SOURCE INFORMATION:
◇ ◇ ◇
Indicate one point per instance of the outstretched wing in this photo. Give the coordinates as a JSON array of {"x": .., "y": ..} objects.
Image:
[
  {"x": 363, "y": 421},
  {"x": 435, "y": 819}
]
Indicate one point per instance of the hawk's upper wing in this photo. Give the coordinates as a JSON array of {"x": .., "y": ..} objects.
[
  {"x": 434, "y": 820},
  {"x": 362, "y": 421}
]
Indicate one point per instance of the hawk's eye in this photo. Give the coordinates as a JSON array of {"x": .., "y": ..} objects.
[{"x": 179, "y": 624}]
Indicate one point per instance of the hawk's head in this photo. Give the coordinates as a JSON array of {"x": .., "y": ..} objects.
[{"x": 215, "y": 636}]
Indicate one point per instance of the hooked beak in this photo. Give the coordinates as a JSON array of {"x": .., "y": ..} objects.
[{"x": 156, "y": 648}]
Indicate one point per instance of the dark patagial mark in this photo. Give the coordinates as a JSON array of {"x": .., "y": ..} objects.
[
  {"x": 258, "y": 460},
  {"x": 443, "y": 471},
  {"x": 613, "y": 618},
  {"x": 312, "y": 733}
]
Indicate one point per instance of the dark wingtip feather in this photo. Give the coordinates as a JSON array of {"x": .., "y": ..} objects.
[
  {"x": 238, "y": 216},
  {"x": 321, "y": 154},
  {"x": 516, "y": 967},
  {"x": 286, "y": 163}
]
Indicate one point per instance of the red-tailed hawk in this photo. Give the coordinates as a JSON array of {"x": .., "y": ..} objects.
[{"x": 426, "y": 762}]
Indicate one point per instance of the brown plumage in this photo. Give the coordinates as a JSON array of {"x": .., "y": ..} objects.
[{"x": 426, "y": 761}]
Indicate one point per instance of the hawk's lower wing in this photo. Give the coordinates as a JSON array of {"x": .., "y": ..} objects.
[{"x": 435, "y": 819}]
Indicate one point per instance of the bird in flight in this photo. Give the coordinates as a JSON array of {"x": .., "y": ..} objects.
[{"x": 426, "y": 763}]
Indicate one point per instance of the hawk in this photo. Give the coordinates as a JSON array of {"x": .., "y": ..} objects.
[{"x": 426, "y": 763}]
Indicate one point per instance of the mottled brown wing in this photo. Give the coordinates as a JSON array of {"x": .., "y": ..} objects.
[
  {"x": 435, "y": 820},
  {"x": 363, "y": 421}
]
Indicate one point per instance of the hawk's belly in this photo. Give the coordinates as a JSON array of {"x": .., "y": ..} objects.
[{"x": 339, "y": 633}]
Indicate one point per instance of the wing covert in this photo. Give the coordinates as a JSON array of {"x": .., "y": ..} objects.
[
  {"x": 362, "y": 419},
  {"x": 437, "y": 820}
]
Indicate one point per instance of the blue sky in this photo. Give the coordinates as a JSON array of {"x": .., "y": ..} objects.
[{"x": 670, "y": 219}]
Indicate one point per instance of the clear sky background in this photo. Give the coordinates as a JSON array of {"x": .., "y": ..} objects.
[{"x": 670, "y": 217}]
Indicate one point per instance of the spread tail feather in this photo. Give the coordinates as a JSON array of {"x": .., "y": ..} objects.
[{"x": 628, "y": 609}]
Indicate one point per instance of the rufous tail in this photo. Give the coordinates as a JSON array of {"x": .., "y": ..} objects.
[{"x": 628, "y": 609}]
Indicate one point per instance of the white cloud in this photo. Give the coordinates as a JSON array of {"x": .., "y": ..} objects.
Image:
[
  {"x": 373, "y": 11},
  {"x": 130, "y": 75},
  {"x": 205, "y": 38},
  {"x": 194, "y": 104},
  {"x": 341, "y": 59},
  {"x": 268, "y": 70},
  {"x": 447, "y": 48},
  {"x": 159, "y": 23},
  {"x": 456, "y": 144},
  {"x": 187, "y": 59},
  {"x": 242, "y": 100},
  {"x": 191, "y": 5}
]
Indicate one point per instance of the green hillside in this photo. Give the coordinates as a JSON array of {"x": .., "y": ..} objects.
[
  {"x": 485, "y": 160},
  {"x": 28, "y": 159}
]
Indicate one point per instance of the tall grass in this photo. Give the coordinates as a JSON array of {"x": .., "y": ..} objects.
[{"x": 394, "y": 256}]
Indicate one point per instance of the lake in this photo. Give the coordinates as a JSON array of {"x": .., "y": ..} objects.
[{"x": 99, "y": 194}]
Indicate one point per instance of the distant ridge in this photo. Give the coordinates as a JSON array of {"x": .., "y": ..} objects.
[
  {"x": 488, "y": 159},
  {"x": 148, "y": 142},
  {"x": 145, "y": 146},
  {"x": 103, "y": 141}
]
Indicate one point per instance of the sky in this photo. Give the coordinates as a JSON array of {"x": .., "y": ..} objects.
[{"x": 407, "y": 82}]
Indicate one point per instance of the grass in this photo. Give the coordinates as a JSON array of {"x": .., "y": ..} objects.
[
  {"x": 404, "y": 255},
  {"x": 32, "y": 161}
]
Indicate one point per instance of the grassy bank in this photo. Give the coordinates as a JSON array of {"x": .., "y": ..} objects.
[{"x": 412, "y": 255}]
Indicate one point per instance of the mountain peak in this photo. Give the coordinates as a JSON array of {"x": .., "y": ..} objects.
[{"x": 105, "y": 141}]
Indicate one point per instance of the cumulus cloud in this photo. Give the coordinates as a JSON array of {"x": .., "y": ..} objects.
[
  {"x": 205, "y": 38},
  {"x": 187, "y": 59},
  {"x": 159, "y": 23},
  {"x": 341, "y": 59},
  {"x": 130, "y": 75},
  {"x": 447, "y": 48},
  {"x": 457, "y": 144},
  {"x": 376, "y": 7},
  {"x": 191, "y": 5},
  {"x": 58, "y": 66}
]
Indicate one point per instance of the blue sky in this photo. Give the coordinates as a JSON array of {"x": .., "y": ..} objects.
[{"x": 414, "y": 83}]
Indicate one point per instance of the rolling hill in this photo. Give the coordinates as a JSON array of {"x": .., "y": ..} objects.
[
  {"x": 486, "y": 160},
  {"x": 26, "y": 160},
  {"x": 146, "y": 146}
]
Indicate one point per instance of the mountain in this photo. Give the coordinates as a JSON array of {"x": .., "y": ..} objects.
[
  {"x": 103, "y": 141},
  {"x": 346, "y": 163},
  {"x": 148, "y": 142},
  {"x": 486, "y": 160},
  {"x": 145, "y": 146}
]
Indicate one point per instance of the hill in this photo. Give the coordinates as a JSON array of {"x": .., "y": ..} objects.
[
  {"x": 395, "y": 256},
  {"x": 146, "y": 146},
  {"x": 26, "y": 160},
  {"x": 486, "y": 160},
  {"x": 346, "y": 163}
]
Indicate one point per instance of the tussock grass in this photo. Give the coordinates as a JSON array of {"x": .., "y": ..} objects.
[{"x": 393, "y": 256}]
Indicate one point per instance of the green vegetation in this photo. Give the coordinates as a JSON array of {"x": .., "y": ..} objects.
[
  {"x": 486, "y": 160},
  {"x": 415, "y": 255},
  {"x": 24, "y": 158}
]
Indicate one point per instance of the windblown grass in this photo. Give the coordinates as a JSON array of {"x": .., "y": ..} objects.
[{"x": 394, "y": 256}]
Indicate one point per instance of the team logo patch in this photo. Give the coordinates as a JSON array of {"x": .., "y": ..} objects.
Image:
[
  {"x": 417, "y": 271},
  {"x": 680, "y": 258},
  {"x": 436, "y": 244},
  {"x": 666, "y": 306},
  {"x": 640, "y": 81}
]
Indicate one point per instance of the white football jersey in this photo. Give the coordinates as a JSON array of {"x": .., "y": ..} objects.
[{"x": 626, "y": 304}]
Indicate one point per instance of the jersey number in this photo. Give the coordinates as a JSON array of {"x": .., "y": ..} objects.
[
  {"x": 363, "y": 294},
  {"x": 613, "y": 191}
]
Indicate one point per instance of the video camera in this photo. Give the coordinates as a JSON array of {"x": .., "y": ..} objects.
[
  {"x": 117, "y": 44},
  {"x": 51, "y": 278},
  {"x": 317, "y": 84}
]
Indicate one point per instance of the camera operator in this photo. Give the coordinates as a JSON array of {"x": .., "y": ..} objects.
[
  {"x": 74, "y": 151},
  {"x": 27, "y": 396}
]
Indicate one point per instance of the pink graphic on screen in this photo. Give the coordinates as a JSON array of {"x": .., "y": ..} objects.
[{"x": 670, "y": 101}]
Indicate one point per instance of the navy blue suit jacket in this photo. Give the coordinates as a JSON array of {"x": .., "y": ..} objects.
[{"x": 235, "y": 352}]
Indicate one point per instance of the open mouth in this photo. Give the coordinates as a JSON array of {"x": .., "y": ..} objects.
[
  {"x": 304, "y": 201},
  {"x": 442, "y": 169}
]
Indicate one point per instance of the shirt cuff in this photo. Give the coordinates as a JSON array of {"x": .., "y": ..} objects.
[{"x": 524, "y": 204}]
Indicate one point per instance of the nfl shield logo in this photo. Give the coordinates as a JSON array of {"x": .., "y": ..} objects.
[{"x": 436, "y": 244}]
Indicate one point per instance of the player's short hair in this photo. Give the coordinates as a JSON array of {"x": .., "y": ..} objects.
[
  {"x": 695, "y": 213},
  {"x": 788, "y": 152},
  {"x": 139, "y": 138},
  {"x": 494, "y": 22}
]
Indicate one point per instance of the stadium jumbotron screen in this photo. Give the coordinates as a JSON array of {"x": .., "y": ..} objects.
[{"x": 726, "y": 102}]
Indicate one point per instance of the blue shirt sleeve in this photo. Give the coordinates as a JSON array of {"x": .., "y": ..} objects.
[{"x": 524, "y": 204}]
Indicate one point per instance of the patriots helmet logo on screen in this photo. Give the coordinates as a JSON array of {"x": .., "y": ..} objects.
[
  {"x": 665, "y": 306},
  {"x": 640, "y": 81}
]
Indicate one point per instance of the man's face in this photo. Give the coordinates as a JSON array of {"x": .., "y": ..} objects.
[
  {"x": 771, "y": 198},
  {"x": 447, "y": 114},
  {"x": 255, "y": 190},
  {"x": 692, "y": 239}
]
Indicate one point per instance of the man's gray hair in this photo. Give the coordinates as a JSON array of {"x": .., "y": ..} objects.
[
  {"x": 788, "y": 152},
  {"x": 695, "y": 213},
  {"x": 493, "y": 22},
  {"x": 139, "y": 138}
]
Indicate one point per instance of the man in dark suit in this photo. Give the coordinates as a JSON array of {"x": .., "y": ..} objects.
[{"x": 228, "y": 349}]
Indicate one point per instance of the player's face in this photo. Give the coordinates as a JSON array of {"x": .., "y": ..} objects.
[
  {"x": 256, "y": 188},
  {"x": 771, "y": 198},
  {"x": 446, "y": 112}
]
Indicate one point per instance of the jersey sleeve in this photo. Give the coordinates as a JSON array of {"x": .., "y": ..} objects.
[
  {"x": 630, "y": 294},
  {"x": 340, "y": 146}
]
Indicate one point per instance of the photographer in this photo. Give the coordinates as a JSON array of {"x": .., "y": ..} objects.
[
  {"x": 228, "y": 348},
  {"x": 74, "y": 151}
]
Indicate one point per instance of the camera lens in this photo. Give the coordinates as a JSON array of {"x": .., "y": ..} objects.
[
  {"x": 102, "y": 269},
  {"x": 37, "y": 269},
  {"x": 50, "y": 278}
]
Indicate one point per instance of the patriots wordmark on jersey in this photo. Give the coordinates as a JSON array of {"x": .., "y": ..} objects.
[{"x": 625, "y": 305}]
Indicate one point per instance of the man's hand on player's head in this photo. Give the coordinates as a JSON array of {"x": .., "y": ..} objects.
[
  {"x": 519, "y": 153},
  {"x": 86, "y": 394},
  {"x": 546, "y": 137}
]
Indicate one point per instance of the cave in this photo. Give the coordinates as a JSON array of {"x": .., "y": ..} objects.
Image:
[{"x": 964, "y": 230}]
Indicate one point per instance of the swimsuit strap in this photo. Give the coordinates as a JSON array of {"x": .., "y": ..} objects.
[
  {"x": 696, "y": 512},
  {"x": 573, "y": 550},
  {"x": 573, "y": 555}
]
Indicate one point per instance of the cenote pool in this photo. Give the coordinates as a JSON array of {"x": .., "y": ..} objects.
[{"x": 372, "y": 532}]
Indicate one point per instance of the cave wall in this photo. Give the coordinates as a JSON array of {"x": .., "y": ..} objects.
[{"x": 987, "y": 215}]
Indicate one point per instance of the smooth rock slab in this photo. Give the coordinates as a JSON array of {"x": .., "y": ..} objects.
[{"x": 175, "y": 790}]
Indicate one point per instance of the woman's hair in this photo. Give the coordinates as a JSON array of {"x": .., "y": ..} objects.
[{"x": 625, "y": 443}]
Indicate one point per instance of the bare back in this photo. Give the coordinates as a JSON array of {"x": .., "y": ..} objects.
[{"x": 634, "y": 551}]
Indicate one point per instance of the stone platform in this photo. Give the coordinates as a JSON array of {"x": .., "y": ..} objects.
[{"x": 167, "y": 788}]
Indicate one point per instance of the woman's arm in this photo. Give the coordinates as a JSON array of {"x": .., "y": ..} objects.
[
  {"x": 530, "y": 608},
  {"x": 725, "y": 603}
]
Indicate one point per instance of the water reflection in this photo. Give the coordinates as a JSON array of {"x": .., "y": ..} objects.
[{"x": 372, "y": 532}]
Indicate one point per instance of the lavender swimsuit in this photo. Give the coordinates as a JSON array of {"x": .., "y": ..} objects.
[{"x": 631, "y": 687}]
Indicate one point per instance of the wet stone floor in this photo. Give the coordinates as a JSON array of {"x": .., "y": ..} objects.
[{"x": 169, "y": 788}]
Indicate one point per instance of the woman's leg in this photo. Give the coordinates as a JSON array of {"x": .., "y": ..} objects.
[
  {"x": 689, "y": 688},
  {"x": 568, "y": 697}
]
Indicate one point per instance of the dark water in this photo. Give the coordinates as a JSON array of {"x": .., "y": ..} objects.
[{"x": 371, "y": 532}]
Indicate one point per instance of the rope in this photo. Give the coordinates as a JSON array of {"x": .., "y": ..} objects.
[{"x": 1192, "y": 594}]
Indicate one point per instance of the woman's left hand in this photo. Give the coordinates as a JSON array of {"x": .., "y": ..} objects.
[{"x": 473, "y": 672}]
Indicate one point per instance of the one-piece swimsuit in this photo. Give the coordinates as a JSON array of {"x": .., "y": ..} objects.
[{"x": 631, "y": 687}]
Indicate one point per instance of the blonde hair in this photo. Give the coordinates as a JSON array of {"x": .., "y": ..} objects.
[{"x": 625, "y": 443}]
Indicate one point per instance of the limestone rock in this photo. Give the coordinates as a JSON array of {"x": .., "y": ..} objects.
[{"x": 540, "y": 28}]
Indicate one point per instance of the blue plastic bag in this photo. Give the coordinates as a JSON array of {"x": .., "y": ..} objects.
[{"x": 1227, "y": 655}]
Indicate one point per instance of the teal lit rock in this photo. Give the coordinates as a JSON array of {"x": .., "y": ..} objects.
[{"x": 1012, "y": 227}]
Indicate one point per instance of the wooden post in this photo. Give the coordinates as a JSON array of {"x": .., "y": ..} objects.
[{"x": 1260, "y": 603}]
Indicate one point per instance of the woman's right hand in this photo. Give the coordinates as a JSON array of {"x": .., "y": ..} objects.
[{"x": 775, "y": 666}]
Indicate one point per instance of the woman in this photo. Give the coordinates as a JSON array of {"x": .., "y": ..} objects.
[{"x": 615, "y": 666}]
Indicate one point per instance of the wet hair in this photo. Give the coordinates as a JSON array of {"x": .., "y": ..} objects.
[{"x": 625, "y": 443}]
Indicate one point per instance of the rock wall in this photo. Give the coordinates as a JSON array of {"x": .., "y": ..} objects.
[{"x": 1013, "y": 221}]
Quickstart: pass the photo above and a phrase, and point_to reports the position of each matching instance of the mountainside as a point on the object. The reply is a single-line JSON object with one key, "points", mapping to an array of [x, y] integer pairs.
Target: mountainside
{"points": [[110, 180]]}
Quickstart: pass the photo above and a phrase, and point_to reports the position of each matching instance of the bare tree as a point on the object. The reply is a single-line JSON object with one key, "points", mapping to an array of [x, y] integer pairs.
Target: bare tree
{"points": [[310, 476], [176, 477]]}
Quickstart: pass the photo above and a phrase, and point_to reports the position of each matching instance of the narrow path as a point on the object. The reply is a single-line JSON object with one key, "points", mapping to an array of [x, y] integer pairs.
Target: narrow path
◇ ◇ ◇
WHAT TO PRODUCE: Nothing should be returned except the lines from the one containing "Target: mountainside" through the last line of the data, each restated word for word.

SOLVED PROBLEM:
Target: mountainside
{"points": [[110, 180]]}
Quickstart: pass the photo above and a phrase, and point_to reports the position of each matching instance of the bare tree as a point on the object. The reply is a single-line JSON object with one key, "points", mapping to an array of [x, y] integer pairs.
Target: bare tree
{"points": [[310, 476], [176, 477]]}
Quickstart: pass the photo above and a phrase, and point_to reports the position of each matching instance of the narrow path as a point on the object. The reply is a single-line JSON object with one key, "points", mapping to an array of [x, y] integer pairs.
Target: narrow path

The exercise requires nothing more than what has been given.